*WHAT TO WORK ON*.
a: In the passage about Scobie, why does he give up his own happiness after mistakes such as being unfaithful to his wife? Answer in one to three sentences.
b: Pick up the passage about Scobie after its final sentence and keep writing it.

*** QUOTED TEXT ***

Scobie feels responsible for relationships with his wife and his lover, and he sacrifices anything to secure their contentedness. The reader questions his actions and motives: why would Scobie want to remain miserable to please others? His emotions, love, attachment, fear and guilt keep him from considering his own wants and needs. His sense of duty to fix the problems of others, instead of his own, is his downfall. The reader observes that his emotions and desires are governed by his strict religious beliefs.

The reader understands what Scobie does not, that decisions driven by his religion, and therefore, emotions, create rather than solve his problems. Scobie believes he must make reparations to God for his immoral actions through the women in his life. When he makes mistakes, like being unfaithful to his wife, he is driven by fear and guilt. He believes the only way to find forgiveness is to repent by giving up his own happiness, by sacrificing anything tangible or intangible. Scobie reminds the reader how hard it is to think clearly about emotions, religion, and relationships in his or her own life.

*** RECORD EXTRACTS ***

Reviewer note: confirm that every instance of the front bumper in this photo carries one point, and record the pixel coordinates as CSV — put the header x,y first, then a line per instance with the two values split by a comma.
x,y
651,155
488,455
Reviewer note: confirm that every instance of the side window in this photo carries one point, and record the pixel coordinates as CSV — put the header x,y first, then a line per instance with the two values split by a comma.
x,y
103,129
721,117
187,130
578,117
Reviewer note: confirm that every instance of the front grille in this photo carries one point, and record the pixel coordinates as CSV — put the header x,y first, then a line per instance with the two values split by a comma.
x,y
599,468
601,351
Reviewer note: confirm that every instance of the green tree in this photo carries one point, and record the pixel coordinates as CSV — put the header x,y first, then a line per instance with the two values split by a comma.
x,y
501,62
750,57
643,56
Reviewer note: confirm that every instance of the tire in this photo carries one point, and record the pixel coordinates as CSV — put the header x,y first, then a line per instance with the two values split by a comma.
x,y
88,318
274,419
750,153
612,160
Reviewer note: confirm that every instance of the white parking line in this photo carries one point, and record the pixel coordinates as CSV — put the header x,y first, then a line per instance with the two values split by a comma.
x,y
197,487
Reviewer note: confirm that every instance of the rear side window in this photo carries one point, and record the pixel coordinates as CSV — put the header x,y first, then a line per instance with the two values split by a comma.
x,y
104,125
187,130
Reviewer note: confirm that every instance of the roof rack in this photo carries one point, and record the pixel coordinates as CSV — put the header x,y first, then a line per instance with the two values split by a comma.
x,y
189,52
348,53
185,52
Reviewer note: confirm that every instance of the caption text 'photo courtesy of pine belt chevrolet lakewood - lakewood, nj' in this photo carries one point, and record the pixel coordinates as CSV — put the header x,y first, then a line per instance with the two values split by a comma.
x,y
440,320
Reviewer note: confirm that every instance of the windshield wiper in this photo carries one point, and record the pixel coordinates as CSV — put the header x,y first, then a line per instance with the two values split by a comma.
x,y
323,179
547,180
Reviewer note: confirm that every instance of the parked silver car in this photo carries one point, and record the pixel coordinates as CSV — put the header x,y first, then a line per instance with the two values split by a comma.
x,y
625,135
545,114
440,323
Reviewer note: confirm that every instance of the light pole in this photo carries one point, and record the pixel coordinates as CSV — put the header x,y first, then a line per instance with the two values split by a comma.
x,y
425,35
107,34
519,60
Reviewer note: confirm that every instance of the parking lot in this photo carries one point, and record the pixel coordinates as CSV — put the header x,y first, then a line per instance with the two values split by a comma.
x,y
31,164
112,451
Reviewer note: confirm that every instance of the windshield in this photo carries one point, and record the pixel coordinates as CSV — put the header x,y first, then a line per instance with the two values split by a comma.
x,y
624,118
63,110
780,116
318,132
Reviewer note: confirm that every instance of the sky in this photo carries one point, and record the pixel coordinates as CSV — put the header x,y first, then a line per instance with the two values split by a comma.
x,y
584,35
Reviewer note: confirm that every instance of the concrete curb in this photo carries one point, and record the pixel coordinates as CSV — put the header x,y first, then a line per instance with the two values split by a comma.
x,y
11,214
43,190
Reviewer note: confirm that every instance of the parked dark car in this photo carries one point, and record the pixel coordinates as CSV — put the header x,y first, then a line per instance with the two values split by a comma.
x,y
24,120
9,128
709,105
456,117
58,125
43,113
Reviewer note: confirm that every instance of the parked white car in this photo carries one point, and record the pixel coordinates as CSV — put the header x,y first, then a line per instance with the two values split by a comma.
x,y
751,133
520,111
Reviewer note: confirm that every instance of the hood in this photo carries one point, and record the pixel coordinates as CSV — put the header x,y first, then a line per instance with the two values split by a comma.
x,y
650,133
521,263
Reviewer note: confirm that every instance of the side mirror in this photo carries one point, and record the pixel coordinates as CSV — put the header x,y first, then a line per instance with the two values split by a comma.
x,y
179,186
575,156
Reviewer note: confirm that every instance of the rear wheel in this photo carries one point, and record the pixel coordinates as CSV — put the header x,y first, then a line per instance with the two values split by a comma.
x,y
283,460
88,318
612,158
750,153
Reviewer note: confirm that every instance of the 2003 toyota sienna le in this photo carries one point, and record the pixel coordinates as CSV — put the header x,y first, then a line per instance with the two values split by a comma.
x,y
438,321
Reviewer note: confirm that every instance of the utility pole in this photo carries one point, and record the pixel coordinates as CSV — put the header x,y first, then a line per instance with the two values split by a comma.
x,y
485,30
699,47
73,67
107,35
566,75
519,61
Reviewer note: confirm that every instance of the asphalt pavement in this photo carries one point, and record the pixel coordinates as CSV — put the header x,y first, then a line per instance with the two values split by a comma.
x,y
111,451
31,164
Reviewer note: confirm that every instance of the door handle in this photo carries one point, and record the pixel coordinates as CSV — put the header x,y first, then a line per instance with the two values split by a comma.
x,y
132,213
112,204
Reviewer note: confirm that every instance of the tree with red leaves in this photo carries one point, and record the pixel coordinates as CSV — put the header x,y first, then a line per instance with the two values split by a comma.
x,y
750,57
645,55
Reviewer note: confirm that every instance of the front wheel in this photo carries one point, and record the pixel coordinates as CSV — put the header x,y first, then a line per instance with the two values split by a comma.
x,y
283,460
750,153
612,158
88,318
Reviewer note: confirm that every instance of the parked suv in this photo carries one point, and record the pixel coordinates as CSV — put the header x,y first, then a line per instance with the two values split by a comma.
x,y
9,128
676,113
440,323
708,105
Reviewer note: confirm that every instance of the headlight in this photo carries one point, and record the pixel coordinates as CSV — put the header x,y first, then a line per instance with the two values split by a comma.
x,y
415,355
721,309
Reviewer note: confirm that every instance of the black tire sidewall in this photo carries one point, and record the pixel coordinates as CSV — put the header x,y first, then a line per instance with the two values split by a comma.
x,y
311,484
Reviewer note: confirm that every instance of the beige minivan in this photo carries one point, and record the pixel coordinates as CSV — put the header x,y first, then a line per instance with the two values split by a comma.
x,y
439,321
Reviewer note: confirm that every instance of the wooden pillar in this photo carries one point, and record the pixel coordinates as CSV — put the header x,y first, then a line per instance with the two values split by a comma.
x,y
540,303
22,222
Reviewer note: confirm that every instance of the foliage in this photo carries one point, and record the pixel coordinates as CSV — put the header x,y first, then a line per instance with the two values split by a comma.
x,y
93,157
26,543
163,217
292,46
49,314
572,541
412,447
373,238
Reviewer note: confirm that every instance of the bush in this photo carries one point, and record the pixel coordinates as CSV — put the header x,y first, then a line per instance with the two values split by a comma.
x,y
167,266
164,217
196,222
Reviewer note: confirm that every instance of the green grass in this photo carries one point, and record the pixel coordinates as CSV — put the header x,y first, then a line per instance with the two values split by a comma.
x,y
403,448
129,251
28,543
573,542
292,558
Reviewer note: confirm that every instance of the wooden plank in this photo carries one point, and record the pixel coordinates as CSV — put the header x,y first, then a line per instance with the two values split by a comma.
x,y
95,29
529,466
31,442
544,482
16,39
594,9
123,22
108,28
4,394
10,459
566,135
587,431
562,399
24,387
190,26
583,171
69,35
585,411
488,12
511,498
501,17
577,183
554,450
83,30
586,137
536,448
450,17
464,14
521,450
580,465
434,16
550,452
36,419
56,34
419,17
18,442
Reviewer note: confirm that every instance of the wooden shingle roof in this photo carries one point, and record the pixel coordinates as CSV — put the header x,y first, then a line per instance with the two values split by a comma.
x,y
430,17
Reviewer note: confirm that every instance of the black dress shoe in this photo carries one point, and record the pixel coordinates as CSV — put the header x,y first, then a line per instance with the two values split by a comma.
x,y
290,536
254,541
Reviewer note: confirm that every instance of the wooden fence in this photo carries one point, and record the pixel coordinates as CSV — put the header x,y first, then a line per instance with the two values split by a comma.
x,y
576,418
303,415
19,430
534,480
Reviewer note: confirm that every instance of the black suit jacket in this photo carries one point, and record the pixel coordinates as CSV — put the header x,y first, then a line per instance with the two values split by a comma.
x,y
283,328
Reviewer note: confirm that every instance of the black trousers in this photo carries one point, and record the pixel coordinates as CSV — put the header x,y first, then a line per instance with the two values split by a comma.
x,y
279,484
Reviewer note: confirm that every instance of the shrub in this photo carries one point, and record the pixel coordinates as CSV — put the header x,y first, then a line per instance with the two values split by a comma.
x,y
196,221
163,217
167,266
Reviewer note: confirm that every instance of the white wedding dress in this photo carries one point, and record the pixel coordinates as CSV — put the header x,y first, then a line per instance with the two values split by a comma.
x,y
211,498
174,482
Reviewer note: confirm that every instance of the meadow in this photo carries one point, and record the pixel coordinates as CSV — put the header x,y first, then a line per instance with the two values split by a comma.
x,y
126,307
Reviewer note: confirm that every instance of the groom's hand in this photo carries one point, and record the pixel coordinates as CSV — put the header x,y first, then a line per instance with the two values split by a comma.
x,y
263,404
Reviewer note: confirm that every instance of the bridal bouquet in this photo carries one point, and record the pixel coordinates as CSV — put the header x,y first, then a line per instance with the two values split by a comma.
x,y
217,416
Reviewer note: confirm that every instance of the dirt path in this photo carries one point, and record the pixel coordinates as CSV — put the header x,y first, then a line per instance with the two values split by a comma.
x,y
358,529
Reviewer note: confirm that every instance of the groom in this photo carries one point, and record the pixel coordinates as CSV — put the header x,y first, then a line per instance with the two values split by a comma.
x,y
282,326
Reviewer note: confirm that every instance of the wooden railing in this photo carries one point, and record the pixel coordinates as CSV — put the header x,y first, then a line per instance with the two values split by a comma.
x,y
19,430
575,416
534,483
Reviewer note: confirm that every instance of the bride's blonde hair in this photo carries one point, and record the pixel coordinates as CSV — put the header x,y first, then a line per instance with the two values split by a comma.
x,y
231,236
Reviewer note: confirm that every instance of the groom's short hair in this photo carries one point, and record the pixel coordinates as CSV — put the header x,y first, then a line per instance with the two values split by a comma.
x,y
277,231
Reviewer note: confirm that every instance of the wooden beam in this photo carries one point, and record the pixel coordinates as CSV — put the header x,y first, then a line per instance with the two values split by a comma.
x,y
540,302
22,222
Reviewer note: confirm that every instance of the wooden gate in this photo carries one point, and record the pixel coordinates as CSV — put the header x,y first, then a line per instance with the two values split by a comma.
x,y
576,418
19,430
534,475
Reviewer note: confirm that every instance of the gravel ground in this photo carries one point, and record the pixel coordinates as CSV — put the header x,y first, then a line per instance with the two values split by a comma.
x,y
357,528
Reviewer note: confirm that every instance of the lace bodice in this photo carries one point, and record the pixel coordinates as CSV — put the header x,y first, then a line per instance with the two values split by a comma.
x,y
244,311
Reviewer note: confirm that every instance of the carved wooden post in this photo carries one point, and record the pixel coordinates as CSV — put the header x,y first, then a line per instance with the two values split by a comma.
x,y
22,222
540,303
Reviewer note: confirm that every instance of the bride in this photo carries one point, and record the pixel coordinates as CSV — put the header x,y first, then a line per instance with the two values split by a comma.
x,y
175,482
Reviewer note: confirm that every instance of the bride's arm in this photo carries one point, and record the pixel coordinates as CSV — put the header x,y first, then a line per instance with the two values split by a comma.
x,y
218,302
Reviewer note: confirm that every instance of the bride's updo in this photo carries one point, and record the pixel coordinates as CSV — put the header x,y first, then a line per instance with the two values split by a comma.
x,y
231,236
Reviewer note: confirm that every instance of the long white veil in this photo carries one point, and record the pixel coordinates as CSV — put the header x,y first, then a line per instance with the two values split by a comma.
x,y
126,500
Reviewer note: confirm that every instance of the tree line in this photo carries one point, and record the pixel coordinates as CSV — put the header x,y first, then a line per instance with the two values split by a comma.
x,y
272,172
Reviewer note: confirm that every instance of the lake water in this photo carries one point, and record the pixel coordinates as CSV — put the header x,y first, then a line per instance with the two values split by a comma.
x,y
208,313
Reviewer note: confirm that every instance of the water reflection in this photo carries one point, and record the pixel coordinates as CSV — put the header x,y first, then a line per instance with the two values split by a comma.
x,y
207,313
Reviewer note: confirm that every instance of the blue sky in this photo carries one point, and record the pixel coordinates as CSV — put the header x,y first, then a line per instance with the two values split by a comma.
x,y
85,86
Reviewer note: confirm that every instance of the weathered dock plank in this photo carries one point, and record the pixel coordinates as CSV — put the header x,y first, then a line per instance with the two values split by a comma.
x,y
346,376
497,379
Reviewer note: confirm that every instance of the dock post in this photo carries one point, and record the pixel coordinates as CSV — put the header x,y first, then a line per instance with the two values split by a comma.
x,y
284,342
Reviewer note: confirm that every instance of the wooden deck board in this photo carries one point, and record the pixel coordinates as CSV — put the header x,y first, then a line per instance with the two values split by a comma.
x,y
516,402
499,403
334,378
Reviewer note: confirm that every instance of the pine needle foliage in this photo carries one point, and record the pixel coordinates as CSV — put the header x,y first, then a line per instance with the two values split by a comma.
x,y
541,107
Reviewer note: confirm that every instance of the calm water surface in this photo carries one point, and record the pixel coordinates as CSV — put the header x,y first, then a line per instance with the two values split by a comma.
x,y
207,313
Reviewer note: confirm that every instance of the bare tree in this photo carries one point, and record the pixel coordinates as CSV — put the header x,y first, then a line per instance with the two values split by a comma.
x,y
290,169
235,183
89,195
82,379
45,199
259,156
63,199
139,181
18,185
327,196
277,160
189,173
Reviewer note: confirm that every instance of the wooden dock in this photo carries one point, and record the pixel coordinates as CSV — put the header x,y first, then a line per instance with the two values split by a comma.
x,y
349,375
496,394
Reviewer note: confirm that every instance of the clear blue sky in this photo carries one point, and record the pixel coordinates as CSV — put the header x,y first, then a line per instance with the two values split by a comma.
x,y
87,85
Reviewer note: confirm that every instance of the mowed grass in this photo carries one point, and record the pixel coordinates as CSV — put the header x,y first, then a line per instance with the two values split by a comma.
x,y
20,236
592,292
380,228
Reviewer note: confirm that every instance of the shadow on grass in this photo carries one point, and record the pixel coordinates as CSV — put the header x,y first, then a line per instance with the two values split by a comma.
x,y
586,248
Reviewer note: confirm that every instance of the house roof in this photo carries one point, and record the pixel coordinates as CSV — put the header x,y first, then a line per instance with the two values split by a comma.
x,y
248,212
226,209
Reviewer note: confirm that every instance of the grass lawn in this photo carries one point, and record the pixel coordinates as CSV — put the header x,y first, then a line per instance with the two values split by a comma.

***

*TASK RESULTS*.
a: Scobie believes he must make reparations to God for his immoral actions through the women in his life. Driven by fear and guilt, he thinks the only way to find forgiveness is to repent by sacrificing his own happiness.

b:
The author breaks down a complex process, as the reader analyzes thinking, both logically and passionately, in the life of a human. Greene shows the reader Scobie’s life more clearly than Scobie himself can view it, and in doing so, the reader learns about the broader implications of human emotions and beliefs. Through this fictional tale, the reader can deduce invaluable ideas to apply to his or her own experience.